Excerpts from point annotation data

# # # # # # #

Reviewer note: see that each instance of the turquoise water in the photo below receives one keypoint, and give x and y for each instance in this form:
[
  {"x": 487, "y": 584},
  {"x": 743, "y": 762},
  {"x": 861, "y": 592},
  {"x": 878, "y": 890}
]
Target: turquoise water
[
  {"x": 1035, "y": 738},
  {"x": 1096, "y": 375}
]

# # # # # # #

TASK:
Rewrite the listing above with every "turquoise water" swapped for "clear water", keeping all other text unchanged.

ANSWER FOR THE TASK:
Reviewer note: see that each instance of the clear water in the photo below receives one keypoint, and give x and y for each instance in this form:
[
  {"x": 487, "y": 584},
  {"x": 743, "y": 762},
  {"x": 861, "y": 592},
  {"x": 878, "y": 890}
]
Target: clear water
[
  {"x": 1035, "y": 738},
  {"x": 1096, "y": 375}
]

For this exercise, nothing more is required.